**Work required**
Look below for the line with "task: provide the mask of every instance of the car". Extract that line and each one after it through the last, word for word.

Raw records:
━━━━━━
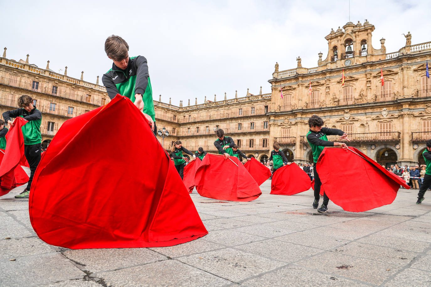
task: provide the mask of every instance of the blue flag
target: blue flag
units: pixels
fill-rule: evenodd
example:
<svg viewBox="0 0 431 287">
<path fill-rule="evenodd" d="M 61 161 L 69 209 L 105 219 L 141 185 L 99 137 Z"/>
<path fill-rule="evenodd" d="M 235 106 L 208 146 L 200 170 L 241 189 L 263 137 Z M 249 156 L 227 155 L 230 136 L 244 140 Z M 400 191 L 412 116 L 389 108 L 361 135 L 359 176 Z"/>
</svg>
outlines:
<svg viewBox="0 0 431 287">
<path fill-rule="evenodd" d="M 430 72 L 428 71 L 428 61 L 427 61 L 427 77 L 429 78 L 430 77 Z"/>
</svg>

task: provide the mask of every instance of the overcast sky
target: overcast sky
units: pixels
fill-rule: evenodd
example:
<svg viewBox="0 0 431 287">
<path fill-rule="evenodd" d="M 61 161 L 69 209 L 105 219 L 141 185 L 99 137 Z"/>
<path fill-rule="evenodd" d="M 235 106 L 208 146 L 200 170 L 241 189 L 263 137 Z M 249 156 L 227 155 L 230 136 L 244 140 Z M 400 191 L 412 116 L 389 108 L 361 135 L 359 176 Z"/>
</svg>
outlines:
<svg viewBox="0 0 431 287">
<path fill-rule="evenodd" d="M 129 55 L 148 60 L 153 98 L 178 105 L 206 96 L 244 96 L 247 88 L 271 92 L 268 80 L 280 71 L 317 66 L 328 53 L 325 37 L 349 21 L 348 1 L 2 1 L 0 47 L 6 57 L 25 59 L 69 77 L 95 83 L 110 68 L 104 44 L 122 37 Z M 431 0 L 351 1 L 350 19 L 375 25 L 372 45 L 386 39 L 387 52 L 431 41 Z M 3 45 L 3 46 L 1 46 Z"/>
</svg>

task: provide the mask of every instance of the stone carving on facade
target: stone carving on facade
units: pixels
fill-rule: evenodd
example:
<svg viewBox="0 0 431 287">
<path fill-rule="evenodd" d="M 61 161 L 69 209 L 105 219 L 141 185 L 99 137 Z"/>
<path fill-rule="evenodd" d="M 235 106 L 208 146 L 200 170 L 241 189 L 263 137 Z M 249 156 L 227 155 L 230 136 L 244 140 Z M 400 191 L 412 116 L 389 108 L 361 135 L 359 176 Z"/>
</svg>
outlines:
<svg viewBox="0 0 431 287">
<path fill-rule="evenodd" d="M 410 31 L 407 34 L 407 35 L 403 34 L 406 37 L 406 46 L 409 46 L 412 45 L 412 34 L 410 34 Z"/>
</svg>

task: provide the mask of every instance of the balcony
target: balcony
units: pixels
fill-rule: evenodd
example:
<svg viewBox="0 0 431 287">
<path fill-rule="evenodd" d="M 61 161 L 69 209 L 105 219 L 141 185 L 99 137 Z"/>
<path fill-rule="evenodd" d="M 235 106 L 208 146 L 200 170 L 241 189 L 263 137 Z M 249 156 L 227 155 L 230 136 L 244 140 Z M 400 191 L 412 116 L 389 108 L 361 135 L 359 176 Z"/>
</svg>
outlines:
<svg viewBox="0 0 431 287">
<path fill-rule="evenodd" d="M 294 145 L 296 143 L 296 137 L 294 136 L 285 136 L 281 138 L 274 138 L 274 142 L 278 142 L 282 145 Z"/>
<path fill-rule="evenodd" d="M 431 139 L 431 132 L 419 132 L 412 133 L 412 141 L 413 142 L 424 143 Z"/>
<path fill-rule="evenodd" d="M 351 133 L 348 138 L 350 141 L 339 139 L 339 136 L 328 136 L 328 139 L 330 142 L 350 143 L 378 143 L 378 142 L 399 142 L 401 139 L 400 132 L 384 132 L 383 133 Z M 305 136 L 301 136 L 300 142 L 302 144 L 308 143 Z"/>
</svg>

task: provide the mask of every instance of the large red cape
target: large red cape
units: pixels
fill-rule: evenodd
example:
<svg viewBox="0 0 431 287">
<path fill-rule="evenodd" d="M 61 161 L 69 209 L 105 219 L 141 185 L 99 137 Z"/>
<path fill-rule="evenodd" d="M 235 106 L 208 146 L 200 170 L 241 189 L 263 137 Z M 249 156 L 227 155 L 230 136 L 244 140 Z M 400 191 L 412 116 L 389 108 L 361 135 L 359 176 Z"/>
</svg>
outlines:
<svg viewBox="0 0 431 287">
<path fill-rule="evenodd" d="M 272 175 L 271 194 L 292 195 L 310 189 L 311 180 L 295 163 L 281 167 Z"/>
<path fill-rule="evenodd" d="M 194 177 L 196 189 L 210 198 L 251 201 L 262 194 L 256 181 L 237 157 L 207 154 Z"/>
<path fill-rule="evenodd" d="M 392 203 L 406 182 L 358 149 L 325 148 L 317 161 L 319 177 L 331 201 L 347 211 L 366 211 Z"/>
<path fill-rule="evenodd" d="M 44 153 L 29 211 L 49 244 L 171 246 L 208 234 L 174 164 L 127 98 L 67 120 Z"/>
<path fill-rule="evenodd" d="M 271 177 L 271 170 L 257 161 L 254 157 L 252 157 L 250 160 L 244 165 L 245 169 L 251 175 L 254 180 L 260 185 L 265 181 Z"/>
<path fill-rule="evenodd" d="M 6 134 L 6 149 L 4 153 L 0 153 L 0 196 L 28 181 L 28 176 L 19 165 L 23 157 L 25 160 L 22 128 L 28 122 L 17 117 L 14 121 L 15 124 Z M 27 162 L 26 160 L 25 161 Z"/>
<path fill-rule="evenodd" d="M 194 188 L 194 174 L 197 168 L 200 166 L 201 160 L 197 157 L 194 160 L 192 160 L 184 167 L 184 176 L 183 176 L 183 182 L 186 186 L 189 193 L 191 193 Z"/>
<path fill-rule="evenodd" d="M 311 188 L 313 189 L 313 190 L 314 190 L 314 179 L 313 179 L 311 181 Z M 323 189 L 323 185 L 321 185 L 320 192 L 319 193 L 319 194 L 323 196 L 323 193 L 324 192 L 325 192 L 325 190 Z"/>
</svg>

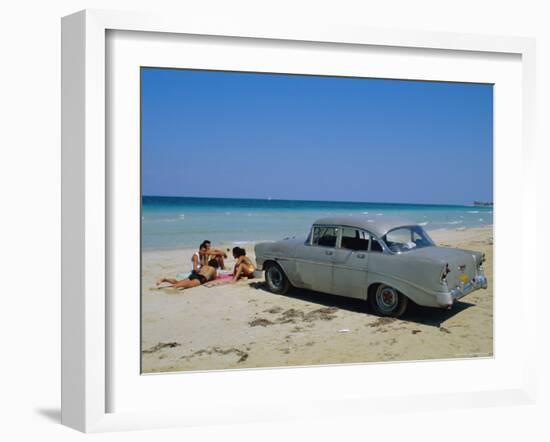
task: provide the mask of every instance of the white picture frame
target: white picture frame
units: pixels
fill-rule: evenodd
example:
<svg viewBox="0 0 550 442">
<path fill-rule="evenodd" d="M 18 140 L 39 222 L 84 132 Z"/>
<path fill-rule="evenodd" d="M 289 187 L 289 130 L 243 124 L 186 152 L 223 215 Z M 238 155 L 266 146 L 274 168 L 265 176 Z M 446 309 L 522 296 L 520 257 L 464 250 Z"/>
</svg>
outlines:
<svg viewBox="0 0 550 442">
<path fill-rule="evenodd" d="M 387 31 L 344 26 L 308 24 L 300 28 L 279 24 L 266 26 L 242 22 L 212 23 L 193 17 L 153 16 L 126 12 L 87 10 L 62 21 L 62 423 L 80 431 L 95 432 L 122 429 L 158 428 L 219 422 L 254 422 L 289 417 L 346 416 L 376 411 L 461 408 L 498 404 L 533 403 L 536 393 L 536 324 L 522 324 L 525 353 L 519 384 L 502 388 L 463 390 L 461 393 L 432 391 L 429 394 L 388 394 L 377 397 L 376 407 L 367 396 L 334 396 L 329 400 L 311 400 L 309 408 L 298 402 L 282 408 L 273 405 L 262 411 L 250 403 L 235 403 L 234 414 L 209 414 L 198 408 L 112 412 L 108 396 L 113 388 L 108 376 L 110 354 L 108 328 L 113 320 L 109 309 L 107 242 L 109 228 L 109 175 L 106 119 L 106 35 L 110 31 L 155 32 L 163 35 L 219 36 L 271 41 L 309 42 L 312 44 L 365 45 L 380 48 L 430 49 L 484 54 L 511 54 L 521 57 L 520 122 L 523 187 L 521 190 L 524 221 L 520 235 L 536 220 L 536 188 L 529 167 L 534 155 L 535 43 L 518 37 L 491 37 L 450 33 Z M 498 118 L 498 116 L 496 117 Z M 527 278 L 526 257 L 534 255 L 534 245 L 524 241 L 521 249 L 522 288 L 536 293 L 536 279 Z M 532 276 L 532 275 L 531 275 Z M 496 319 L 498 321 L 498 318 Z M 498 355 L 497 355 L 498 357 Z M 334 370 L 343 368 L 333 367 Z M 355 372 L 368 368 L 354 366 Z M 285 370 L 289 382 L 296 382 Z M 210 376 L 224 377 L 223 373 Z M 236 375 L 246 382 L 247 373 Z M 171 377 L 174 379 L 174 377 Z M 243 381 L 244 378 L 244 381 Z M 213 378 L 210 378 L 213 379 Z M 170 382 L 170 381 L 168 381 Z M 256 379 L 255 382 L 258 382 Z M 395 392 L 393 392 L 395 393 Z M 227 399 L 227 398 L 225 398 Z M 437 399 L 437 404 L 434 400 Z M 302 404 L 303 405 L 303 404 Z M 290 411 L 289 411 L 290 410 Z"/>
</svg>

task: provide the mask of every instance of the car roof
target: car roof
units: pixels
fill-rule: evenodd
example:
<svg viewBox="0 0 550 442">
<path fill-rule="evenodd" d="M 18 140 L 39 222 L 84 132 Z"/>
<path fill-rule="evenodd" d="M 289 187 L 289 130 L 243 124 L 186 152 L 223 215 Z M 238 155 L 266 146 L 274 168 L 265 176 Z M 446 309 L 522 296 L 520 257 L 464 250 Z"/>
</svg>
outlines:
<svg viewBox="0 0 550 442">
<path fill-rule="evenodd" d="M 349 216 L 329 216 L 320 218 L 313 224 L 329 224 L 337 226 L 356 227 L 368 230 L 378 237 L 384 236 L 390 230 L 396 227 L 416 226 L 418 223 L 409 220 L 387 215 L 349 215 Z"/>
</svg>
━━━━━━
**Task output**
task: provide the mask of every instance of the car roof
target: car roof
units: pixels
fill-rule: evenodd
example:
<svg viewBox="0 0 550 442">
<path fill-rule="evenodd" d="M 18 140 L 39 222 L 84 132 Z"/>
<path fill-rule="evenodd" d="M 289 187 L 289 130 L 243 124 L 186 152 L 223 215 Z M 238 155 L 266 146 L 274 168 L 265 176 Z M 446 309 L 522 296 L 520 257 L 464 250 Z"/>
</svg>
outlines:
<svg viewBox="0 0 550 442">
<path fill-rule="evenodd" d="M 349 216 L 329 216 L 320 218 L 313 224 L 329 224 L 337 226 L 356 227 L 368 230 L 378 237 L 384 236 L 390 230 L 396 227 L 416 226 L 418 223 L 409 220 L 387 215 L 349 215 Z"/>
</svg>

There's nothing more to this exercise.